### What the exercise asks:
What follows are records. Restate all of them word for word.

(Collected data entries)
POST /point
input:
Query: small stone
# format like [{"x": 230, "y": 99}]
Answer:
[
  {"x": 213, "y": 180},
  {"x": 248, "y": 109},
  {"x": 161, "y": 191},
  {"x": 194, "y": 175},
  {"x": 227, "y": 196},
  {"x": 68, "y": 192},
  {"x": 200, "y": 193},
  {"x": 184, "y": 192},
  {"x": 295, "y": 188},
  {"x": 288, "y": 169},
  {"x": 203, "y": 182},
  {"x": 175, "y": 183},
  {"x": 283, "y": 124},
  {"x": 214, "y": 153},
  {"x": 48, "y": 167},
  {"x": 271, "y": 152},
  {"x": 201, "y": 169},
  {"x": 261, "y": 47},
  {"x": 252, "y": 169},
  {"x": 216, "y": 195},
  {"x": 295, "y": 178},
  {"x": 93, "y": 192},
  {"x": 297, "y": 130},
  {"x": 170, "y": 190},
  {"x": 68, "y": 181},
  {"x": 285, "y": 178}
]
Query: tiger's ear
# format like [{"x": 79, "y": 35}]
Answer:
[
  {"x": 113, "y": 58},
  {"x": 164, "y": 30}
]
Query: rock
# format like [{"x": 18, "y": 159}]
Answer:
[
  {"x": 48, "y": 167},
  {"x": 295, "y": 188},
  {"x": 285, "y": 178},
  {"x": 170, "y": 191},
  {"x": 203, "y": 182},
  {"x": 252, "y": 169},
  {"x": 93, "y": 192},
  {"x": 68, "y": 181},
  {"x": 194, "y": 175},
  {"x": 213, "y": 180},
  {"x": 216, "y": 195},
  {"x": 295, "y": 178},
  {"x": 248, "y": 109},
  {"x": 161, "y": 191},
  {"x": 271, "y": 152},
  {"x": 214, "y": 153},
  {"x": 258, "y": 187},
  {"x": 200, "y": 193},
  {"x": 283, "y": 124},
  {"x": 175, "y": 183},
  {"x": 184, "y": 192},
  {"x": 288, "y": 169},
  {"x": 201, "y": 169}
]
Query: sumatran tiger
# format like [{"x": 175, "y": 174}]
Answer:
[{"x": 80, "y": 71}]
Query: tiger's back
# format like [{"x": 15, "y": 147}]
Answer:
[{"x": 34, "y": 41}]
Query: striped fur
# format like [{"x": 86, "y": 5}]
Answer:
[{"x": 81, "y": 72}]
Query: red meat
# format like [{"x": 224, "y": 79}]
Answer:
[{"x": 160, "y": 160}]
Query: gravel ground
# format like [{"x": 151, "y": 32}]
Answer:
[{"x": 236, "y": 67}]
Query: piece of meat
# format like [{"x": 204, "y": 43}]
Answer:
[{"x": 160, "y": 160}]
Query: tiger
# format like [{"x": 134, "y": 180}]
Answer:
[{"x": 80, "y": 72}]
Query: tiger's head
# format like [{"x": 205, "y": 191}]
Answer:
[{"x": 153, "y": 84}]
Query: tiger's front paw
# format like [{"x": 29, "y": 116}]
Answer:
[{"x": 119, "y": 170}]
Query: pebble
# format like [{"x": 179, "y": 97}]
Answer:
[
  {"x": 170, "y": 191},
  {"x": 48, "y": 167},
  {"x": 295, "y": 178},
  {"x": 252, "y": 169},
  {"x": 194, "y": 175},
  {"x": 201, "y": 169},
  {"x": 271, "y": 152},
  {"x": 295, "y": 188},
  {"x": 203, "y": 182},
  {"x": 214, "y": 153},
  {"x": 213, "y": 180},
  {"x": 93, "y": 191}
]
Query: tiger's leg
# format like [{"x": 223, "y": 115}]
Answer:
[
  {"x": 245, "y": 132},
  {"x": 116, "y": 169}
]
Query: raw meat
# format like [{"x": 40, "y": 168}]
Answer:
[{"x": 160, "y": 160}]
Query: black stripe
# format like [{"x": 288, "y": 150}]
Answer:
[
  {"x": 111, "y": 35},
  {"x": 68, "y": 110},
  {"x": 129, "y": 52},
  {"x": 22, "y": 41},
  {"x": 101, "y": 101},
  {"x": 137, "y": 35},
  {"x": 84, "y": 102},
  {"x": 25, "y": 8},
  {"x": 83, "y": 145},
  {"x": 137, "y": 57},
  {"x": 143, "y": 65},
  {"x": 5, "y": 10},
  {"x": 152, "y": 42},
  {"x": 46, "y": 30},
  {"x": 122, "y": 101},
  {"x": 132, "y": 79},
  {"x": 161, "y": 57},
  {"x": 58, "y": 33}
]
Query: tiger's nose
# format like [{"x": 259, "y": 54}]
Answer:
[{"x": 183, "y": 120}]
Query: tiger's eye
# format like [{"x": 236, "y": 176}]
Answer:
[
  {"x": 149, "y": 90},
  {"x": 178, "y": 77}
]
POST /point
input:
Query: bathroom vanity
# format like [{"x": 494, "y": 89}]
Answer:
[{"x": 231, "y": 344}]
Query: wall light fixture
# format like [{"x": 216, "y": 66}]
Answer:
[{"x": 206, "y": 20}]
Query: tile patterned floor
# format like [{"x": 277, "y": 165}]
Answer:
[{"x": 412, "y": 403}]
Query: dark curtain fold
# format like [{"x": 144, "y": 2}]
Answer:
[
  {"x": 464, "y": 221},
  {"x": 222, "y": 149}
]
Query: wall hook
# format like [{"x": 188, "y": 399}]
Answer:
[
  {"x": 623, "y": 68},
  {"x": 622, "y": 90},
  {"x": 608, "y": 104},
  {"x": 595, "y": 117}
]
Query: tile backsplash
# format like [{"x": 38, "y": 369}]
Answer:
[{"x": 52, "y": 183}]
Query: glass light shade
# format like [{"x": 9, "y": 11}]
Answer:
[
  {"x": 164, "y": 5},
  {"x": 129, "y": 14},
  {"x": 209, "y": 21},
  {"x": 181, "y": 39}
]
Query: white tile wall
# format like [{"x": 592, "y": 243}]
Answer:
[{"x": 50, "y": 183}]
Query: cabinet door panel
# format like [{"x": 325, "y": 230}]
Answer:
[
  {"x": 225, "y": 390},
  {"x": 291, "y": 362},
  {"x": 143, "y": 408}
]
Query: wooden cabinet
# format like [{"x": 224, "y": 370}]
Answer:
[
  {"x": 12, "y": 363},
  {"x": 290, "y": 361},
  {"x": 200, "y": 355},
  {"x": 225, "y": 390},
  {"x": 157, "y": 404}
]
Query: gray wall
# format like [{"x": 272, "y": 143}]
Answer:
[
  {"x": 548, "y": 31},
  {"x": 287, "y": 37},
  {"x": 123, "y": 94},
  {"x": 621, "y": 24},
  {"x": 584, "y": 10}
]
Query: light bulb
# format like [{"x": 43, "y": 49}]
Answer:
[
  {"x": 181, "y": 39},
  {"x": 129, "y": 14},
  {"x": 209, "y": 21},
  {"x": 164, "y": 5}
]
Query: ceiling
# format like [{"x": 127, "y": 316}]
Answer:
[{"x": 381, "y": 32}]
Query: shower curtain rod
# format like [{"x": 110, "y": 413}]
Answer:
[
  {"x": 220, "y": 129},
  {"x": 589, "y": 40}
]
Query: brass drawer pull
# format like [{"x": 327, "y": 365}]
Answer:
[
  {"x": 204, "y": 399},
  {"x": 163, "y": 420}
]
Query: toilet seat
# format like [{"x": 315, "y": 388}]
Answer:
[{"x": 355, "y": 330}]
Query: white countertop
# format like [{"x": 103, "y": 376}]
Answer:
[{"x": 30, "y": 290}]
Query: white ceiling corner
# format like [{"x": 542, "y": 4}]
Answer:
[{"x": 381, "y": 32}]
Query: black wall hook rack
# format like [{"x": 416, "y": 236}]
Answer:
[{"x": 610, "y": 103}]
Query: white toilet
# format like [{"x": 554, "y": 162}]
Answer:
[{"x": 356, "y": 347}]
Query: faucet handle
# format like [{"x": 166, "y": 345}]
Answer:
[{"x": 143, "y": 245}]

### Final answer:
POST /point
input:
Query: small stone
# format like [{"x": 230, "y": 99}]
Answer:
[
  {"x": 213, "y": 180},
  {"x": 248, "y": 109},
  {"x": 161, "y": 191},
  {"x": 194, "y": 175},
  {"x": 227, "y": 196},
  {"x": 68, "y": 192},
  {"x": 200, "y": 193},
  {"x": 184, "y": 192},
  {"x": 295, "y": 188},
  {"x": 288, "y": 169},
  {"x": 203, "y": 182},
  {"x": 175, "y": 183},
  {"x": 283, "y": 124},
  {"x": 214, "y": 153},
  {"x": 48, "y": 167},
  {"x": 271, "y": 152},
  {"x": 201, "y": 169},
  {"x": 261, "y": 47},
  {"x": 252, "y": 169},
  {"x": 216, "y": 195},
  {"x": 295, "y": 178},
  {"x": 93, "y": 192},
  {"x": 297, "y": 130},
  {"x": 170, "y": 190},
  {"x": 68, "y": 181},
  {"x": 285, "y": 178}
]
Query: tiger's ear
# format like [{"x": 79, "y": 35}]
Answer:
[
  {"x": 113, "y": 58},
  {"x": 164, "y": 30}
]
Query: rock
# format like [{"x": 18, "y": 159}]
Answer:
[
  {"x": 48, "y": 167},
  {"x": 295, "y": 188},
  {"x": 285, "y": 178},
  {"x": 170, "y": 191},
  {"x": 203, "y": 182},
  {"x": 252, "y": 169},
  {"x": 93, "y": 192},
  {"x": 68, "y": 181},
  {"x": 194, "y": 175},
  {"x": 213, "y": 180},
  {"x": 216, "y": 195},
  {"x": 295, "y": 178},
  {"x": 248, "y": 109},
  {"x": 161, "y": 191},
  {"x": 271, "y": 152},
  {"x": 214, "y": 153},
  {"x": 258, "y": 187},
  {"x": 200, "y": 193},
  {"x": 283, "y": 124},
  {"x": 175, "y": 183},
  {"x": 184, "y": 192},
  {"x": 288, "y": 169},
  {"x": 201, "y": 169}
]
Query: sumatran tiger
# format like [{"x": 175, "y": 174}]
Answer:
[{"x": 80, "y": 71}]
Query: tiger's back
# format like [{"x": 15, "y": 147}]
Answer:
[{"x": 34, "y": 41}]
Query: striped fur
# format like [{"x": 86, "y": 5}]
Answer:
[{"x": 81, "y": 72}]
Query: red meat
# format like [{"x": 224, "y": 79}]
Answer:
[{"x": 160, "y": 160}]
Query: gravel ground
# format like [{"x": 151, "y": 32}]
Answer:
[{"x": 236, "y": 67}]
Query: piece of meat
# format like [{"x": 204, "y": 43}]
Answer:
[{"x": 160, "y": 160}]
Query: tiger
# format like [{"x": 134, "y": 180}]
Answer:
[{"x": 80, "y": 72}]
Query: tiger's head
# format like [{"x": 205, "y": 191}]
Answer:
[{"x": 153, "y": 84}]
Query: tiger's front paw
# format like [{"x": 29, "y": 116}]
Answer:
[{"x": 119, "y": 170}]
Query: pebble
# format like [{"x": 179, "y": 97}]
Answer:
[
  {"x": 170, "y": 191},
  {"x": 48, "y": 167},
  {"x": 295, "y": 178},
  {"x": 252, "y": 169},
  {"x": 194, "y": 175},
  {"x": 201, "y": 169},
  {"x": 271, "y": 152},
  {"x": 295, "y": 188},
  {"x": 203, "y": 182},
  {"x": 214, "y": 153},
  {"x": 213, "y": 180},
  {"x": 93, "y": 191}
]
Query: tiger's leg
# format like [{"x": 223, "y": 115}]
Answer:
[
  {"x": 245, "y": 132},
  {"x": 116, "y": 169}
]
Query: raw meat
# format like [{"x": 40, "y": 168}]
Answer:
[{"x": 160, "y": 160}]
Query: black stripe
# format like [{"x": 288, "y": 150}]
Answer:
[
  {"x": 111, "y": 35},
  {"x": 68, "y": 110},
  {"x": 129, "y": 52},
  {"x": 22, "y": 41},
  {"x": 101, "y": 101},
  {"x": 137, "y": 35},
  {"x": 84, "y": 102},
  {"x": 25, "y": 8},
  {"x": 83, "y": 145},
  {"x": 137, "y": 57},
  {"x": 143, "y": 65},
  {"x": 5, "y": 10},
  {"x": 152, "y": 42},
  {"x": 46, "y": 30},
  {"x": 122, "y": 101},
  {"x": 132, "y": 79},
  {"x": 161, "y": 57},
  {"x": 58, "y": 33}
]
Query: tiger's nose
# format like [{"x": 259, "y": 54}]
Answer:
[{"x": 183, "y": 120}]
Query: tiger's eye
# format like [{"x": 236, "y": 176}]
Answer:
[
  {"x": 149, "y": 90},
  {"x": 178, "y": 77}
]
POST /point
input:
Query: bathroom vanity
# format like [{"x": 494, "y": 89}]
Answer:
[{"x": 231, "y": 344}]
Query: wall light fixture
# format like [{"x": 216, "y": 66}]
Answer:
[{"x": 206, "y": 20}]
Query: tile patterned floor
# format like [{"x": 277, "y": 165}]
Answer:
[{"x": 412, "y": 403}]
Query: dark curtain fold
# format like [{"x": 144, "y": 2}]
Answer:
[
  {"x": 464, "y": 221},
  {"x": 222, "y": 149}
]
Query: wall hook
# format like [{"x": 188, "y": 399}]
Answer:
[
  {"x": 623, "y": 68},
  {"x": 622, "y": 90},
  {"x": 608, "y": 104},
  {"x": 595, "y": 117}
]
Query: tile backsplash
# format like [{"x": 38, "y": 369}]
Answer:
[{"x": 52, "y": 183}]
Query: glass light shade
# format like [{"x": 9, "y": 11}]
Answer:
[
  {"x": 164, "y": 5},
  {"x": 129, "y": 14},
  {"x": 209, "y": 21},
  {"x": 181, "y": 39}
]
Query: white tile wall
# format like [{"x": 592, "y": 243}]
Answer:
[{"x": 50, "y": 183}]
Query: cabinet door panel
# format like [{"x": 325, "y": 230}]
Answer:
[
  {"x": 225, "y": 390},
  {"x": 291, "y": 362},
  {"x": 143, "y": 408}
]
Query: wooden cabinet
# format like [{"x": 224, "y": 370}]
Answer:
[
  {"x": 12, "y": 363},
  {"x": 290, "y": 361},
  {"x": 200, "y": 355},
  {"x": 225, "y": 390},
  {"x": 157, "y": 404}
]
Query: gray wall
# format like [{"x": 272, "y": 143}]
Answer:
[
  {"x": 548, "y": 31},
  {"x": 287, "y": 37},
  {"x": 123, "y": 94},
  {"x": 621, "y": 24},
  {"x": 584, "y": 10}
]
Query: light bulb
# format like [{"x": 43, "y": 49}]
Answer:
[
  {"x": 181, "y": 39},
  {"x": 129, "y": 14},
  {"x": 209, "y": 21},
  {"x": 164, "y": 5}
]
Query: ceiling
# format like [{"x": 127, "y": 316}]
Answer:
[{"x": 381, "y": 32}]
Query: shower curtain rod
# format like [{"x": 110, "y": 413}]
Answer:
[
  {"x": 220, "y": 129},
  {"x": 589, "y": 40}
]
Query: brass drawer pull
# format like [{"x": 327, "y": 365}]
Answer:
[
  {"x": 204, "y": 399},
  {"x": 163, "y": 420}
]
Query: toilet seat
# format like [{"x": 315, "y": 388}]
Answer:
[{"x": 355, "y": 330}]
Query: white countertop
# format like [{"x": 103, "y": 376}]
Answer:
[{"x": 30, "y": 290}]
Query: white ceiling corner
# format like [{"x": 542, "y": 4}]
Answer:
[{"x": 381, "y": 32}]
Query: black wall hook rack
# format like [{"x": 416, "y": 236}]
Answer:
[{"x": 610, "y": 103}]
Query: white toilet
# format like [{"x": 554, "y": 162}]
Answer:
[{"x": 356, "y": 347}]
Query: faucet handle
# format like [{"x": 166, "y": 345}]
Answer:
[{"x": 143, "y": 245}]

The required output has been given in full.